EXERCISE DESCRIPTION: Copy out word for word the entries below, starting with the line that contains "of the stainless" and going on through the last line of the entries.

RAW RECORDS:

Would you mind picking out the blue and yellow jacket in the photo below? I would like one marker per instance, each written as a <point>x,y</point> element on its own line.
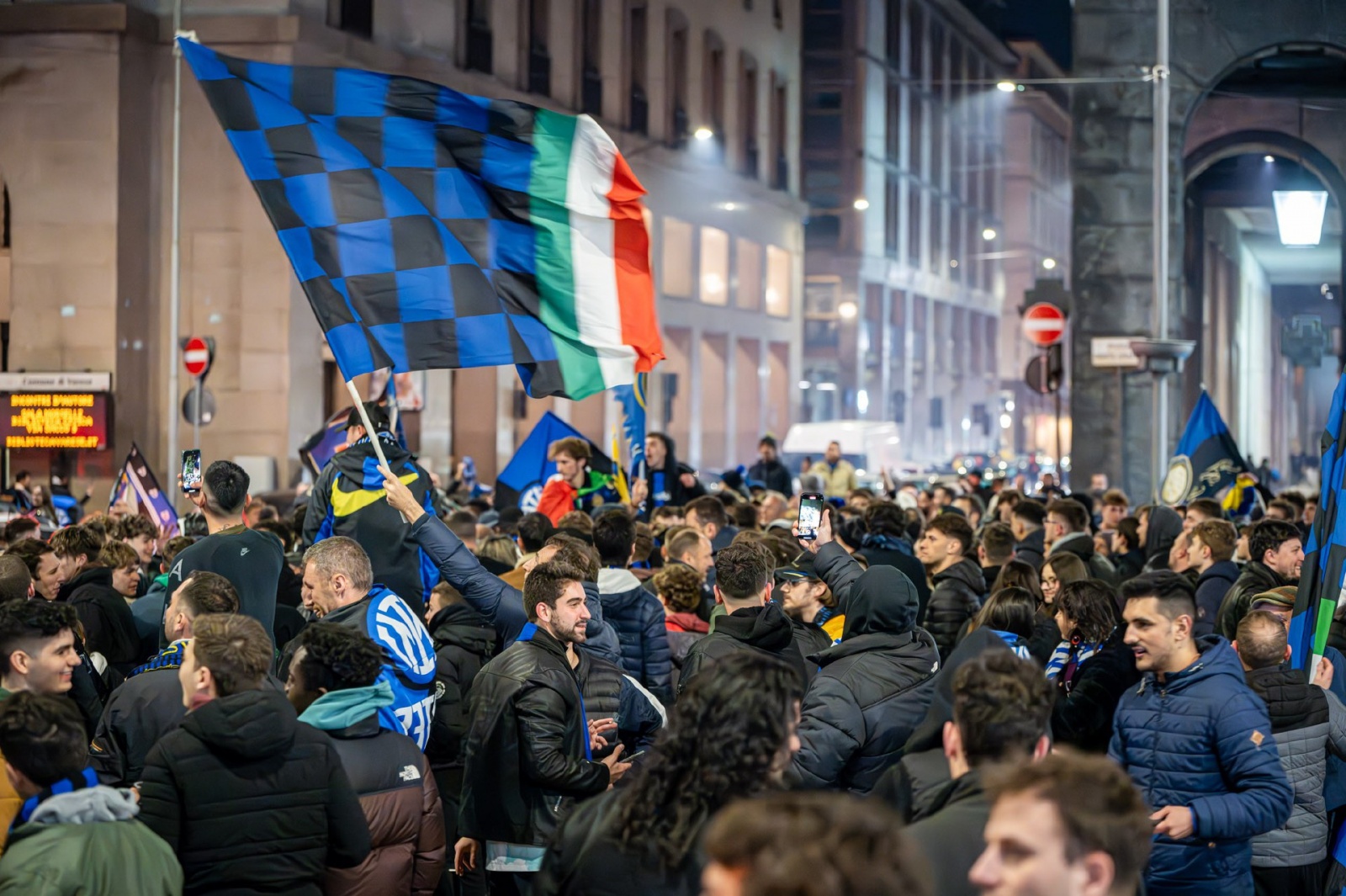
<point>347,500</point>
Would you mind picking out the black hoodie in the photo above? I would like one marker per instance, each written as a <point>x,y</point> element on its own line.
<point>1163,530</point>
<point>764,628</point>
<point>872,687</point>
<point>955,599</point>
<point>666,485</point>
<point>347,500</point>
<point>252,799</point>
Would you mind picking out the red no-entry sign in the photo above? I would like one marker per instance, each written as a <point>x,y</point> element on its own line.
<point>195,357</point>
<point>1043,325</point>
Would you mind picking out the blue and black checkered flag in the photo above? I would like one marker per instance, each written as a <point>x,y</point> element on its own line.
<point>435,229</point>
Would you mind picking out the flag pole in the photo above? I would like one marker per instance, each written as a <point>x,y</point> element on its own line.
<point>174,247</point>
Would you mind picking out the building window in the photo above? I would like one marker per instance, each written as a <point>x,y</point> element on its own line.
<point>478,51</point>
<point>892,215</point>
<point>591,56</point>
<point>915,225</point>
<point>637,34</point>
<point>352,16</point>
<point>538,60</point>
<point>747,116</point>
<point>715,267</point>
<point>749,268</point>
<point>778,298</point>
<point>677,120</point>
<point>780,121</point>
<point>677,258</point>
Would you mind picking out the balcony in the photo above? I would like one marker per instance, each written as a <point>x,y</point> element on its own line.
<point>639,121</point>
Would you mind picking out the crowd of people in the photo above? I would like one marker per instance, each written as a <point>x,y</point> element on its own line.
<point>395,687</point>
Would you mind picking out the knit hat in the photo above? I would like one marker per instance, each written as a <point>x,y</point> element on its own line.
<point>1280,597</point>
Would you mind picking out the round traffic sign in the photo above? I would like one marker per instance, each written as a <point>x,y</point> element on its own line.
<point>1043,325</point>
<point>195,355</point>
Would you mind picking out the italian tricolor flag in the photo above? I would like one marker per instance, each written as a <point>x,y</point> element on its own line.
<point>435,229</point>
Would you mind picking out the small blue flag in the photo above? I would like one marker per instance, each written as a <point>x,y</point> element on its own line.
<point>1325,556</point>
<point>1206,460</point>
<point>323,444</point>
<point>633,427</point>
<point>139,483</point>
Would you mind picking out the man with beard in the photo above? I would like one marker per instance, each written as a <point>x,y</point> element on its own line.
<point>529,745</point>
<point>1276,554</point>
<point>670,482</point>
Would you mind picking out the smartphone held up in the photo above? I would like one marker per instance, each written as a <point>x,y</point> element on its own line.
<point>811,516</point>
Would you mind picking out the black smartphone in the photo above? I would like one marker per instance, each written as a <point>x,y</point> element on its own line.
<point>811,516</point>
<point>192,471</point>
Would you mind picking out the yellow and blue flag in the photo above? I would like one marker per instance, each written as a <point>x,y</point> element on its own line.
<point>1206,460</point>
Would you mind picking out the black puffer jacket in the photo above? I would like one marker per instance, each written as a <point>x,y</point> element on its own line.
<point>1253,581</point>
<point>883,549</point>
<point>762,628</point>
<point>1031,549</point>
<point>105,615</point>
<point>1211,587</point>
<point>464,642</point>
<point>527,745</point>
<point>252,799</point>
<point>872,691</point>
<point>1085,705</point>
<point>955,600</point>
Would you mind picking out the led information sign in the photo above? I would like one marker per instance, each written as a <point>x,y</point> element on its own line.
<point>54,419</point>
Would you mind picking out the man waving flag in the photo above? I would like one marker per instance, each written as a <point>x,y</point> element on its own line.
<point>435,229</point>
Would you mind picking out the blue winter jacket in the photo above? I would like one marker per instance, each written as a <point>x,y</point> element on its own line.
<point>1202,739</point>
<point>641,628</point>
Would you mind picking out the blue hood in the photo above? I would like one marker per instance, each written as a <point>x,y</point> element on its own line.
<point>1217,658</point>
<point>343,708</point>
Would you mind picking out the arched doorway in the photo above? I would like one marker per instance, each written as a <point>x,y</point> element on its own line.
<point>1264,67</point>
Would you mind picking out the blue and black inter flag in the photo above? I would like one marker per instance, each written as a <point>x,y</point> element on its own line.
<point>1323,574</point>
<point>1206,460</point>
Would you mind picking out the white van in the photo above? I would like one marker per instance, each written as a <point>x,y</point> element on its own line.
<point>870,444</point>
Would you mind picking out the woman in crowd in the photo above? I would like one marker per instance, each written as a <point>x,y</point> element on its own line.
<point>730,734</point>
<point>1092,666</point>
<point>1057,570</point>
<point>679,588</point>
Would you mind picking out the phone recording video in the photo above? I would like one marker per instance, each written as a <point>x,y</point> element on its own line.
<point>811,516</point>
<point>192,471</point>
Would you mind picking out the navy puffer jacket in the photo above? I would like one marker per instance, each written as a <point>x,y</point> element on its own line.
<point>641,628</point>
<point>1202,739</point>
<point>872,691</point>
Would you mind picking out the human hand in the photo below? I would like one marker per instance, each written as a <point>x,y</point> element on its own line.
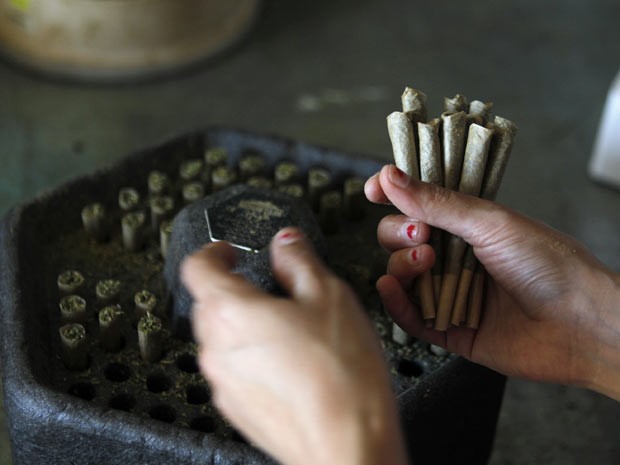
<point>552,311</point>
<point>302,377</point>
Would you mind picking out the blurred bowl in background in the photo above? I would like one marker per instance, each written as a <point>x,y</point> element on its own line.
<point>111,39</point>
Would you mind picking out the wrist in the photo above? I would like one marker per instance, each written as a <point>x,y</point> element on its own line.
<point>603,356</point>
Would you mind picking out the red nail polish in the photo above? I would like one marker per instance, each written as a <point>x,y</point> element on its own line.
<point>411,231</point>
<point>288,237</point>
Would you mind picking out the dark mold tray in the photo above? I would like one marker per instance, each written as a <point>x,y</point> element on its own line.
<point>121,409</point>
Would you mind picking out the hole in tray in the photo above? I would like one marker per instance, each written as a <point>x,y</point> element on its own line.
<point>187,363</point>
<point>124,401</point>
<point>204,424</point>
<point>197,394</point>
<point>84,391</point>
<point>158,382</point>
<point>410,368</point>
<point>163,413</point>
<point>117,372</point>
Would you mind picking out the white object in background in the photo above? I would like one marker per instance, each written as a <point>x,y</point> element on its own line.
<point>605,161</point>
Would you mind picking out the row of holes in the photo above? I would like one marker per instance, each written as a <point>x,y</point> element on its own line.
<point>195,394</point>
<point>119,372</point>
<point>161,412</point>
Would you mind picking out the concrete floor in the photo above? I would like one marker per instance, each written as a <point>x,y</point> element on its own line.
<point>329,72</point>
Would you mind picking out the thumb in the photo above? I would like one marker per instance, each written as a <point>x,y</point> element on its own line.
<point>476,220</point>
<point>296,266</point>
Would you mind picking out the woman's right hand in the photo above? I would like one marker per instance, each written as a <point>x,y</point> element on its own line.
<point>552,311</point>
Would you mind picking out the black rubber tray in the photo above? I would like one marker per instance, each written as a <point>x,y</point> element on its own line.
<point>123,410</point>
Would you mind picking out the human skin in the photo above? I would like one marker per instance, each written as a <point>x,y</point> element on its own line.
<point>292,374</point>
<point>302,377</point>
<point>552,310</point>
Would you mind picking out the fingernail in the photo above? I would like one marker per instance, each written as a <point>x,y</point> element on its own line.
<point>398,176</point>
<point>411,230</point>
<point>287,236</point>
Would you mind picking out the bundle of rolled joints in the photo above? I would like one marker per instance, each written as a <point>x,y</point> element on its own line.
<point>465,150</point>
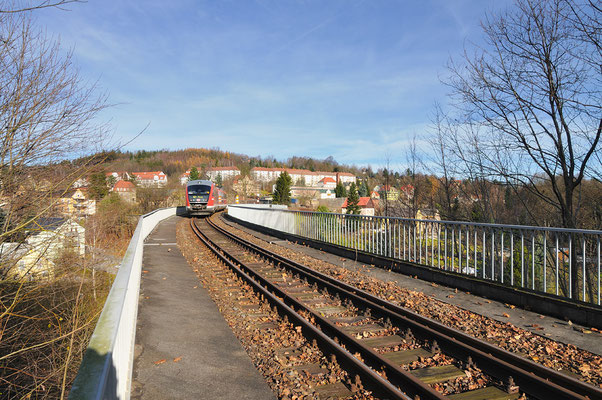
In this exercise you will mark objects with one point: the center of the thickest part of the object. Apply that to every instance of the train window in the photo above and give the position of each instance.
(199, 189)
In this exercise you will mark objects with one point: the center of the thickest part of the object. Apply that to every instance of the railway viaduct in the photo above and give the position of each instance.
(269, 303)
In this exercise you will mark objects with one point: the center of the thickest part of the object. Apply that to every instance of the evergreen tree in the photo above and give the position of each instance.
(194, 174)
(353, 200)
(363, 190)
(340, 190)
(282, 193)
(98, 186)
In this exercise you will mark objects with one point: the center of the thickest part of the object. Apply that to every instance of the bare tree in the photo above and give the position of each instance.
(46, 115)
(532, 102)
(11, 7)
(536, 99)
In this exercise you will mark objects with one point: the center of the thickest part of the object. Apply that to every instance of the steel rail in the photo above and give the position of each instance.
(344, 357)
(412, 385)
(533, 378)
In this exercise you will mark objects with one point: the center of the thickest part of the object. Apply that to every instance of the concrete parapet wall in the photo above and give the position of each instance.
(106, 370)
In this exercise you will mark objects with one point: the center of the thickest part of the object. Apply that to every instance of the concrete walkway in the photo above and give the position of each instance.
(181, 325)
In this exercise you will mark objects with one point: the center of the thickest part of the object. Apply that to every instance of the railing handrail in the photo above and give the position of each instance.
(480, 224)
(564, 261)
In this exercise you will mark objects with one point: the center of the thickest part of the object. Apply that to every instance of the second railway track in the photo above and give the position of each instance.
(394, 351)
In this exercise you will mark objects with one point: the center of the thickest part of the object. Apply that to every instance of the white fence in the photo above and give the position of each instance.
(564, 262)
(106, 371)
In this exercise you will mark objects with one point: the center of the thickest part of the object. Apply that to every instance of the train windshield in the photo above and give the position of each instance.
(199, 190)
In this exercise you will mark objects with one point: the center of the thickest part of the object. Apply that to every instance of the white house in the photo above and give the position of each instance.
(46, 239)
(309, 178)
(151, 178)
(225, 172)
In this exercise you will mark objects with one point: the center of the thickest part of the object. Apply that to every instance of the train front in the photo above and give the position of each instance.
(199, 198)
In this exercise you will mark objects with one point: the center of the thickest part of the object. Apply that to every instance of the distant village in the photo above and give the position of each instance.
(311, 190)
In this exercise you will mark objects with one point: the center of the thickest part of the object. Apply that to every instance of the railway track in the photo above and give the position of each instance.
(395, 352)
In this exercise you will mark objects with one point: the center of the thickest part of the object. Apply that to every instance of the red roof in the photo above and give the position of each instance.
(126, 185)
(364, 202)
(328, 180)
(223, 169)
(149, 175)
(302, 171)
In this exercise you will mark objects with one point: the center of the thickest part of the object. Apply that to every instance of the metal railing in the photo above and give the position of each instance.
(558, 261)
(106, 370)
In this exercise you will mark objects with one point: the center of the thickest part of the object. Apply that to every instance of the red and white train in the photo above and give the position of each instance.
(204, 198)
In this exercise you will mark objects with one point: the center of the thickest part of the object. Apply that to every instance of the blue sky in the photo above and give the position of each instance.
(351, 79)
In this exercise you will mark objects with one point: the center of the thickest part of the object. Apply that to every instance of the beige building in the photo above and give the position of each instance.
(245, 187)
(76, 203)
(309, 178)
(151, 178)
(224, 172)
(126, 190)
(46, 239)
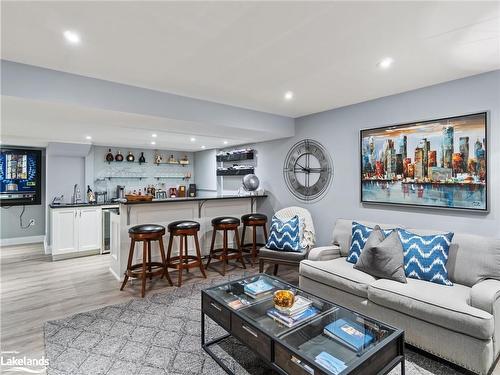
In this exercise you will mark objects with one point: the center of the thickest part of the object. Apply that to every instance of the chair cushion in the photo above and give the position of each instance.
(285, 235)
(146, 228)
(252, 217)
(225, 220)
(184, 224)
(442, 305)
(338, 274)
(264, 252)
(426, 256)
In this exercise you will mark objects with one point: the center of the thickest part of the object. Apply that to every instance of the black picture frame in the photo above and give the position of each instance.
(485, 185)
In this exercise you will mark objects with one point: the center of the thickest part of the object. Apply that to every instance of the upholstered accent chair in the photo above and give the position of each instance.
(307, 235)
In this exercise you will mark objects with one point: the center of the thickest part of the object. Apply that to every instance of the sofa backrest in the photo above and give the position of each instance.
(472, 258)
(343, 230)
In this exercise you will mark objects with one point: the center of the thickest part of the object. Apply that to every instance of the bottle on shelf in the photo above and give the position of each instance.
(109, 156)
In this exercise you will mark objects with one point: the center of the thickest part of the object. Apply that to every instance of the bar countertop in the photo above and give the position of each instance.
(194, 199)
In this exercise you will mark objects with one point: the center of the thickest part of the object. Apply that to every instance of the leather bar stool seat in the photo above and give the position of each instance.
(183, 224)
(226, 220)
(184, 261)
(254, 221)
(145, 233)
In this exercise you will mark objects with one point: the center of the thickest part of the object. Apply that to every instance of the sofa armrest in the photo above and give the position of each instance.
(324, 253)
(485, 294)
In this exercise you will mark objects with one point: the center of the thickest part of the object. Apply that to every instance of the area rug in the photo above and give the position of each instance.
(160, 334)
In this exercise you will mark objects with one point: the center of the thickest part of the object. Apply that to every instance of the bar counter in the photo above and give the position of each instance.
(164, 211)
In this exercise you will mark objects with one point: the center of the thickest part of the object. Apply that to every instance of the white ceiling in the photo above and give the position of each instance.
(249, 53)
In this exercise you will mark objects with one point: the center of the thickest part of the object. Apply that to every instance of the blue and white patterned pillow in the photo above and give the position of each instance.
(285, 235)
(359, 236)
(426, 256)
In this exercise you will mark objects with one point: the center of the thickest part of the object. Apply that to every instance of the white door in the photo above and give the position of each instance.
(64, 231)
(89, 228)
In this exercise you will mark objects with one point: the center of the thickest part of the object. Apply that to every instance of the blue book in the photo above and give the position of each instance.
(351, 334)
(331, 363)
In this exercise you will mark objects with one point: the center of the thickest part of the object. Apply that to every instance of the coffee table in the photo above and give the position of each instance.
(293, 350)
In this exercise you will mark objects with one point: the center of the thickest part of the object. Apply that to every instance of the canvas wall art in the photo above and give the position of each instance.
(438, 163)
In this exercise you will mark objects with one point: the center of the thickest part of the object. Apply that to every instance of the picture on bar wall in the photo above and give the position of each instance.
(437, 163)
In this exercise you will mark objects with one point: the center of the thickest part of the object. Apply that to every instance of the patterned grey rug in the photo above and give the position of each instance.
(160, 334)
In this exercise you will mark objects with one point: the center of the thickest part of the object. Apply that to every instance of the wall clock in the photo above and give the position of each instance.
(308, 170)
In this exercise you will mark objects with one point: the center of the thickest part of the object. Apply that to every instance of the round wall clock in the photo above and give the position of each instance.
(308, 170)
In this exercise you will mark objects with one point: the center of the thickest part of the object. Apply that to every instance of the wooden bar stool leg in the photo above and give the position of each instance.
(238, 246)
(165, 268)
(211, 247)
(198, 254)
(129, 263)
(224, 252)
(181, 261)
(144, 263)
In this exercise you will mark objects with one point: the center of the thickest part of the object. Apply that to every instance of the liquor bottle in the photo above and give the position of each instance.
(109, 156)
(119, 156)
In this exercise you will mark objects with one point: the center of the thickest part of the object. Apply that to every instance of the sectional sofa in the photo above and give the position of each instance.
(459, 323)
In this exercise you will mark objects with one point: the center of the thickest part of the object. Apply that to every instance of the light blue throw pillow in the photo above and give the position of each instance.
(359, 236)
(425, 257)
(284, 235)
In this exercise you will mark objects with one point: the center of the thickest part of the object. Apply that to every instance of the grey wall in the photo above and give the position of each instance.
(9, 217)
(338, 131)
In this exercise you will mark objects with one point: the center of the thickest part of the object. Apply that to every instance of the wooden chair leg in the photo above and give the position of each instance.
(144, 264)
(129, 263)
(211, 248)
(198, 254)
(165, 268)
(238, 246)
(181, 261)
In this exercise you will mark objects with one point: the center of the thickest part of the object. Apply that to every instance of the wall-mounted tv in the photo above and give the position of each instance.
(20, 176)
(436, 163)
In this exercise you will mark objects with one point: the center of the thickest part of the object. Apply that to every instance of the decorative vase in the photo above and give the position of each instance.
(119, 156)
(130, 157)
(109, 156)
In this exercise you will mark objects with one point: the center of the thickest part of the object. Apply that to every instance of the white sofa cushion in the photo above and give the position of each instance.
(337, 273)
(446, 306)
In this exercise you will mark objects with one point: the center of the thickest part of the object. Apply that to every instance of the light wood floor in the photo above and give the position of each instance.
(34, 290)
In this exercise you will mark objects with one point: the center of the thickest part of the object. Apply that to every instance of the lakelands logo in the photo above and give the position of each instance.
(10, 362)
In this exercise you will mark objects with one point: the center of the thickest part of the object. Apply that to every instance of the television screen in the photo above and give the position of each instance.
(20, 177)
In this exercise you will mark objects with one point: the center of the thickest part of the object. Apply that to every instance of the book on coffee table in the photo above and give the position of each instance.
(349, 333)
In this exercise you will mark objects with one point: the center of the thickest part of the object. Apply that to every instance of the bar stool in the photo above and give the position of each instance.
(146, 233)
(184, 261)
(255, 221)
(225, 224)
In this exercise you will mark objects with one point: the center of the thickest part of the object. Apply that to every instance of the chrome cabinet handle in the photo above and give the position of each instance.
(249, 330)
(215, 306)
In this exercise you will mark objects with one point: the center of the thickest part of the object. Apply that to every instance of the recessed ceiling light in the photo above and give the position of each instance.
(72, 37)
(385, 62)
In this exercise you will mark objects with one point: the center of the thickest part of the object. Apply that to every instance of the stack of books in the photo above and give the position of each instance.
(301, 310)
(258, 288)
(350, 334)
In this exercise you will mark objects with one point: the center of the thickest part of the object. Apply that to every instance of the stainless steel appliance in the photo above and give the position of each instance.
(106, 228)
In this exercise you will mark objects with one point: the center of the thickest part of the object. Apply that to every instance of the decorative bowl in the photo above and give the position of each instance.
(283, 299)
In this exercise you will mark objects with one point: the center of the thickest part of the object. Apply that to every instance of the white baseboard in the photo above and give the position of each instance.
(21, 240)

RESULT FOR THIS TASK:
In this exercise you will mark objects with one point: the center of the thickest part of the object. Apply that to every instance of the stainless steel appliance in the photo above and give the position of each instance.
(106, 228)
In this exercise you will mark objects with one point: the center of the thickest part of the object. Apply that to every instance of the decorative bowl in the photo above and give the position of each instance.
(283, 299)
In this exercise you will mark objects with one point: the center of the thickest part of the object. Apply that to every instance of the white baseboard in the photo above and give the position of each instance.
(21, 240)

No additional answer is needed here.